Указание – Оформите все записи в виде CSV из двух столбцов, «текст» и «ответ», по одной строке на каждую формулировку с относящимся к ней ответом; каждое значение заключите в кавычки, а переносы строк внутри него замените пробелами. Изображения в ответ не включайте.

==== Исходные данные ====

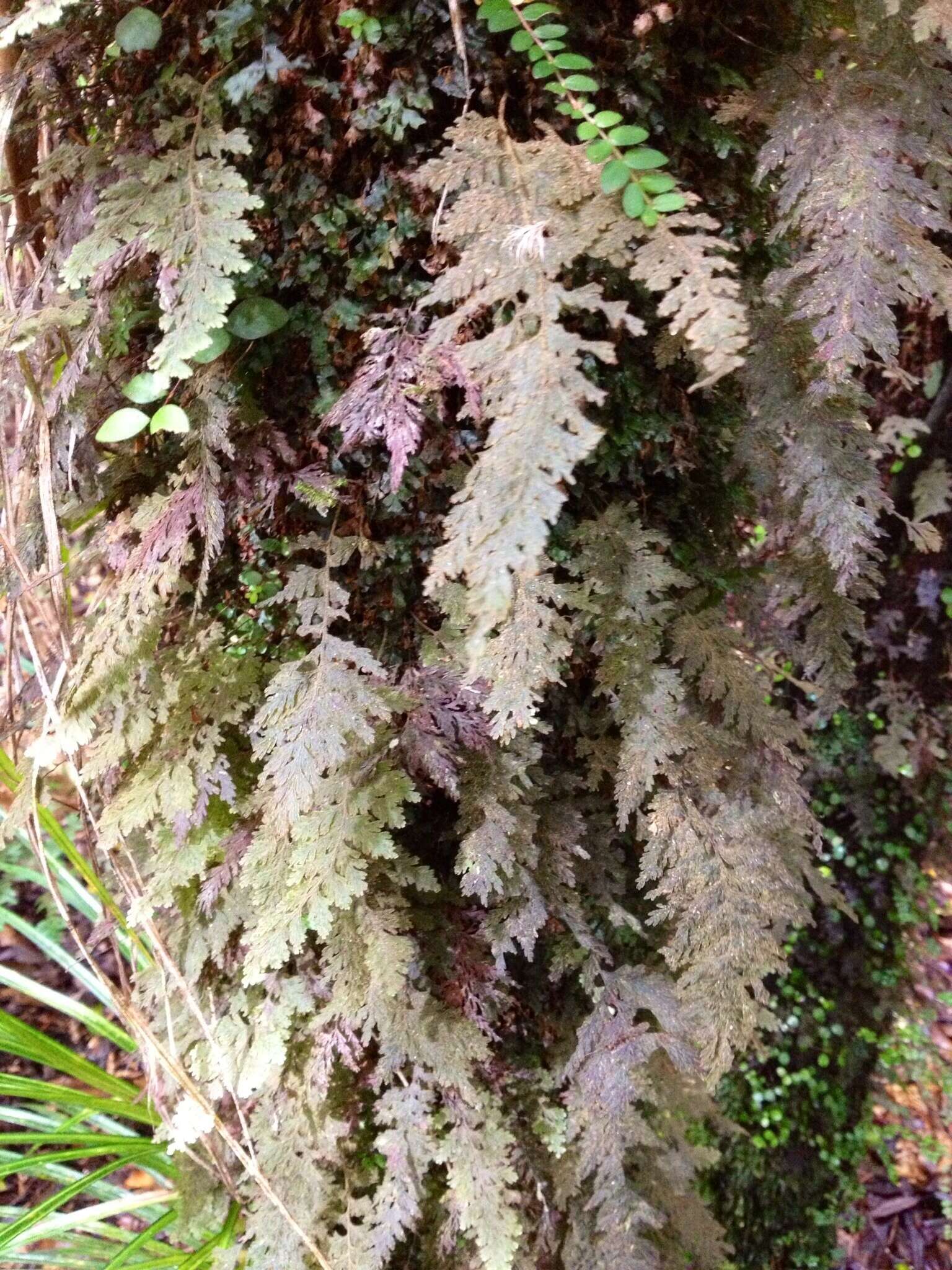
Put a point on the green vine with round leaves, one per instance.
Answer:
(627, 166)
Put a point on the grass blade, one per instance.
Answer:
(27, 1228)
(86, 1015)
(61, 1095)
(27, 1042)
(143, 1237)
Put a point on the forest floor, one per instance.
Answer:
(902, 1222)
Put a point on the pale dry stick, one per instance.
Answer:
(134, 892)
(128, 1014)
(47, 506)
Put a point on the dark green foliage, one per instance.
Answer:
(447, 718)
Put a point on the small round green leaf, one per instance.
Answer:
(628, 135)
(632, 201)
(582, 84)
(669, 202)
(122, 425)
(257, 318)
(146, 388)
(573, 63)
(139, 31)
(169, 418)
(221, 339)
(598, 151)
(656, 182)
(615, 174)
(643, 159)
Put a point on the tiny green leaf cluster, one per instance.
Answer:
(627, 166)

====

Решение –
текст,ответ
"Put a point on the green vine with round leaves, one per instance. Answer:","(627, 166)"
"Put a point on the grass blade, one per instance. Answer:","(27, 1228) (86, 1015) (61, 1095) (27, 1042) (143, 1237)"
"Put a point on the forest floor, one per instance. Answer:","(902, 1222)"
"Put a point on the pale dry stick, one per instance. Answer:","(134, 892) (128, 1014) (47, 506)"
"Put a point on the dark green foliage, one per instance. Answer:","(447, 718)"
"Put a point on the small round green leaf, one per instance. Answer:","(628, 135) (632, 201) (582, 84) (669, 202) (122, 425) (257, 318) (146, 388) (573, 63) (139, 31) (169, 418) (221, 339) (598, 151) (656, 182) (615, 174) (643, 159)"
"Put a point on the tiny green leaf cluster, one per instance. Answer:","(627, 166)"